YOUR INSTRUCTIONS
Transcribe the following entries word for word; no picture is to appear in the copy.

Photo-based referring expression data
[Start of section]

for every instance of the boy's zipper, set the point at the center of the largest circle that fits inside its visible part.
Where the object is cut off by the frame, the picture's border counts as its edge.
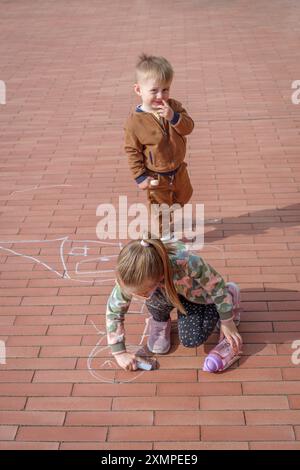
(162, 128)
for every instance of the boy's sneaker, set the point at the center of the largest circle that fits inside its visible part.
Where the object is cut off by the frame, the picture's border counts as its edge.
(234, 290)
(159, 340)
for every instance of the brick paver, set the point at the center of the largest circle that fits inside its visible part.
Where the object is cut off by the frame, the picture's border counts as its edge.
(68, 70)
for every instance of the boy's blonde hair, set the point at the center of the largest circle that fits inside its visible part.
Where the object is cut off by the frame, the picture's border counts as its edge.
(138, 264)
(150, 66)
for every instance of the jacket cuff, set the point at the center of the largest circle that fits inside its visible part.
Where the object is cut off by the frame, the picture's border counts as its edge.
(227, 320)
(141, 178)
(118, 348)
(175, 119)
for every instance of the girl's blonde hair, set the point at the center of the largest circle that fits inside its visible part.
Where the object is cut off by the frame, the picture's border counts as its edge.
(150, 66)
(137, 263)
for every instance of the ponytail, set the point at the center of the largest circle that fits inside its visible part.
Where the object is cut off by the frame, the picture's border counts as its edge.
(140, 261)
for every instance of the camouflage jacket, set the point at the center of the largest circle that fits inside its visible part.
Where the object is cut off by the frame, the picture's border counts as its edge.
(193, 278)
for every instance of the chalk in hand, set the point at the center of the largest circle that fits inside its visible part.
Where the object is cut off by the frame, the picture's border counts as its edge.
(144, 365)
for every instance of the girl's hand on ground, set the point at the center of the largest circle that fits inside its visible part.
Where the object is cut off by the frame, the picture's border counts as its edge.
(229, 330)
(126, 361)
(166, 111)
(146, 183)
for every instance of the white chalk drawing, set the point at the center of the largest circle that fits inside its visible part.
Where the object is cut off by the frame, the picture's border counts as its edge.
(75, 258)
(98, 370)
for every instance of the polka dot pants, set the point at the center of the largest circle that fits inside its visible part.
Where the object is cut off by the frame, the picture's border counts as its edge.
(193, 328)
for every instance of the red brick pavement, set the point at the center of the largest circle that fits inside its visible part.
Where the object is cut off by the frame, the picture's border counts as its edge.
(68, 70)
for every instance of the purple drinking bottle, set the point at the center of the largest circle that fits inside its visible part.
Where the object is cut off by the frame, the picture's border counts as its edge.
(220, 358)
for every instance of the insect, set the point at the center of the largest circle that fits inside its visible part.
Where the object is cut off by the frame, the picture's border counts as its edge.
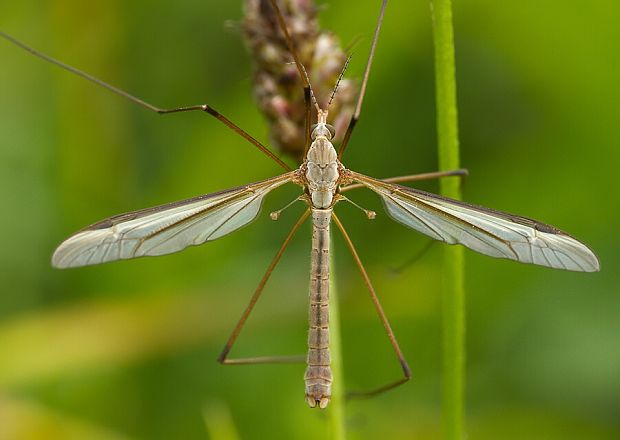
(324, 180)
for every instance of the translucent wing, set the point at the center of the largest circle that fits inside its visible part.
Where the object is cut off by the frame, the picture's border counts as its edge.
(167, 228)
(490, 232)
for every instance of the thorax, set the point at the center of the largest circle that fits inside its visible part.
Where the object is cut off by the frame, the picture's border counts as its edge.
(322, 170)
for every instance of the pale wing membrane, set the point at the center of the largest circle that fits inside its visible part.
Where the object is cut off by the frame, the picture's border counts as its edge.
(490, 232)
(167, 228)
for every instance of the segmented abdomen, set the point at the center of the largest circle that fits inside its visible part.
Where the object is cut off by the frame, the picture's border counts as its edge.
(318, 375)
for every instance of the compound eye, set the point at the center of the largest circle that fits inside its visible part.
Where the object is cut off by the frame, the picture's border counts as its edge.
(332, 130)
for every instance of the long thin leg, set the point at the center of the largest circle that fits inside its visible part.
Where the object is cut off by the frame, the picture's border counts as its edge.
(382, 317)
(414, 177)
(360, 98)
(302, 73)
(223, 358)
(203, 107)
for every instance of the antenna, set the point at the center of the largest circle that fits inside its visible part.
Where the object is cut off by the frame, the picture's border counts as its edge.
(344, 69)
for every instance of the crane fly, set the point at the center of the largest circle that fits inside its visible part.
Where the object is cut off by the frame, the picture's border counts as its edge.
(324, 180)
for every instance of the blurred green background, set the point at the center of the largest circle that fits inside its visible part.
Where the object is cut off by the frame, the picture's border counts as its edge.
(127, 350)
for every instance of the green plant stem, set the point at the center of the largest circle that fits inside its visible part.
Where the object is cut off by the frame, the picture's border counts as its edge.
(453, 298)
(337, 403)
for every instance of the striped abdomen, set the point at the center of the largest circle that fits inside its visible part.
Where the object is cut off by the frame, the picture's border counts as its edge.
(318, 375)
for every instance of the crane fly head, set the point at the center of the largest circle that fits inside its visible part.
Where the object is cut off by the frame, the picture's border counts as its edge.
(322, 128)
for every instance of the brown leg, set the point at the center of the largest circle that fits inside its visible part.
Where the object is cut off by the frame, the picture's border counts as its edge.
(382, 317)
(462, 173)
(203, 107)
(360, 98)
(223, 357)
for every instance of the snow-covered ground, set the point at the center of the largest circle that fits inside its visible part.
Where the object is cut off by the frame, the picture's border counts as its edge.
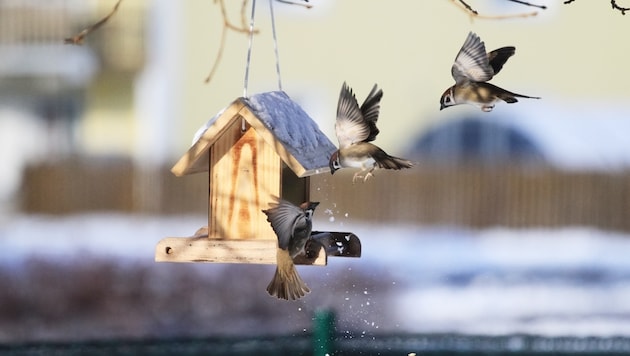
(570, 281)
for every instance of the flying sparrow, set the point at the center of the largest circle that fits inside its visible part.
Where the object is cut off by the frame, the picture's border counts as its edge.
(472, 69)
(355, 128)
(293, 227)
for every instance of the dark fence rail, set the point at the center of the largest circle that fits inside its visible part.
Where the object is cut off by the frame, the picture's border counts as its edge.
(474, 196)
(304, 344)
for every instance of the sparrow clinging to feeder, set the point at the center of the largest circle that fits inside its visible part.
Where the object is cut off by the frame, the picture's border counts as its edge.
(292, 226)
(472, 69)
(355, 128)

[End of section]

YOUR RESPONSE
for every instance of the boy's zipper, set the point at the center of the largest circle that fits inside its visible part.
Where the object is cut off by the frame, the picture's border counts as its edge.
(162, 128)
for every instance of the boy's sneaker, set the point at the center of the largest circle that fits inside its visible part.
Where the object is cut off by the frame, the picture's border counts as its edge.
(234, 290)
(159, 340)
for every instance of the brick paver, set the point at the center of the largest circle that fits inside its visible part.
Where the object is cut off by the frame, the picture's border counts as its edge.
(68, 70)
for every instance of the boy's blonde hair, set the point at the center of the largest circle that fits inside its visible part.
Where the object is cut off by the frame, the picture's border counts as its edge.
(138, 264)
(150, 66)
for every instance of the jacket cuff, set the point at the center of the largest circle that fits inside its visible part.
Where the object is cut off by the frame, the picture's border counts as its edge.
(227, 320)
(141, 178)
(118, 348)
(175, 119)
for every instance of the girl's blonde hair, set the point at the center of the largest circle that fits inside its visible part.
Where the object is cut off by the frame, the picture's border counts as its edge.
(150, 66)
(137, 263)
for every instance of the ponytail, set the point at the center of the largest circle that fits inside its visible part.
Where the object is cut off by the frame, the picture's border counts as its edge.
(140, 261)
for every instance of the camouflage jacket, set the point at the center of the largest circle that fits inside its visible part.
Where the object is cut off by the frame, the picture's border counts as its edge.
(193, 278)
for every instance of the chalk in hand, set the point at the center of the largest circle that fits inside its visible part.
Where the object is cut off by the frame, the picture's border counts as its edge.
(144, 365)
for every instance of the girl's hand on ground, set the point at the center of the largest circle that fits inside its visible part.
Where the object is cut off by the frame, the picture's border counts as its edge.
(229, 330)
(126, 361)
(166, 111)
(146, 183)
for every instance of the white chalk drawing, set the point at the center of the largest circle that fits inside its visible part.
Where the object is cut off by the frame, the picture's border counts as its edge.
(75, 258)
(98, 370)
for every instance of the polka dot pants, set the point at the center of the largest circle that fits inside its visible part.
Where the object is cut off by the frame, the picture's border counts as its edge.
(193, 328)
for every instance of the red brick pavement, set the point at the center of the largest circle that fits inside its visible part.
Where the object is cut off by the frame, the picture's border counts as its edge.
(68, 70)
for every instance of the purple drinking bottle, set the point at the center of the largest circle that fits inside its visible part.
Where the object is cut off by the frame, the picture's border counts as its edge.
(220, 358)
for every instance of the insect, set the point at the center of the largest circle that fits inside its visible part.
Where the object is cut off by the frame, the picture's border counts as its edge.
(324, 180)
for every instance of the translucent wing, set the point at the center of the largest circle that fits inside its visible part.
Where the object is cut off by the frame, the picture's border counts as its edge.
(167, 228)
(490, 232)
for every instance of the thorax, set the point at the center of the largest circle that fits inside its visible part.
Where the object is cut off by the frame, the picture's border counts as its edge.
(322, 170)
for every instance of the pale wing membrane, set the point at the center of the largest circle that fits inside its visible part.
Where the object is cut off by the frame, the picture's border counts as its edge.
(490, 232)
(167, 228)
for every instance of the segmented abdomen, set the point at the center of the largest circle that fits inside its visible part.
Where the object is cut off by the frame, the picture's border counts as its edge.
(318, 375)
for every instance of the compound eye, set the point at the center of the largest circle that fits inside its visible part.
Where the object is cut off by the frame, the picture's border counts as its edge.
(332, 130)
for every instance of the long thin leg, set the point at the center of the largest circle that fits inside its visible part.
Where the object is cut off by the frame, the picture's border counts as its edge.
(382, 317)
(414, 177)
(360, 98)
(302, 73)
(223, 358)
(203, 107)
for every instance of the antenna, set the point at the center of the largest circle that fits inside its visible part.
Where the object is cut off by the frame, the picture's border counts as its edge.
(344, 69)
for every instance of the crane fly, set the point at the center of the largest circle that fits inside its visible part.
Where the object is cut off by the frame, the picture's border counts as its edge.
(324, 180)
for every instance of the blurred green background, set the point at the center of the largest circle that fits inside its visible part.
Where the object is cut off by the frame, the picture's border counts as its edge.
(127, 350)
for every instance of the green plant stem, set the point at the center of the largest circle that fits inside its visible part.
Where the object is cut off by the frame, the picture's border counts as its edge.
(453, 298)
(337, 403)
for every instance of the striped abdomen, set the point at the center of the largest circle that fits inside its visible part.
Where the object is cut off by the frame, the picture's border counts as its edge.
(318, 375)
for every instance of the crane fly head, set the point at the center of the largest circle that fits inside its visible part.
Where the object is cut off by the frame, the picture's border counts as its edge.
(322, 128)
for every instance of the brown leg, set the point at the center of the largest circle that fits inside its visible part.
Where the object is cut off by the frame, the picture's border counts as its edge.
(382, 317)
(462, 173)
(203, 107)
(360, 98)
(223, 357)
for every instance of the snow-covered ground, set the point at the center of the largest circle that fits inside its visible part.
Where the object is cut off by the frame, the picture's border counts as its edge.
(570, 281)
for every instance of the flying sparrow, set the point at the center of the largest circle that fits inside its visible part.
Where the object is cut off by the frame, the picture's border counts as its edge.
(472, 69)
(355, 128)
(293, 227)
for every instance of the dark fence rail, set the point at the center of the largest circle that fits inside its visible part.
Where the object is cut off by the frame, the picture's border counts as its edge.
(474, 196)
(304, 344)
for every instance of the sparrow clinging to feeder, set the point at the center of the largest circle that fits inside its visible part.
Where the object is cut off by the frame, the picture's border counts as its edge.
(292, 226)
(472, 69)
(355, 128)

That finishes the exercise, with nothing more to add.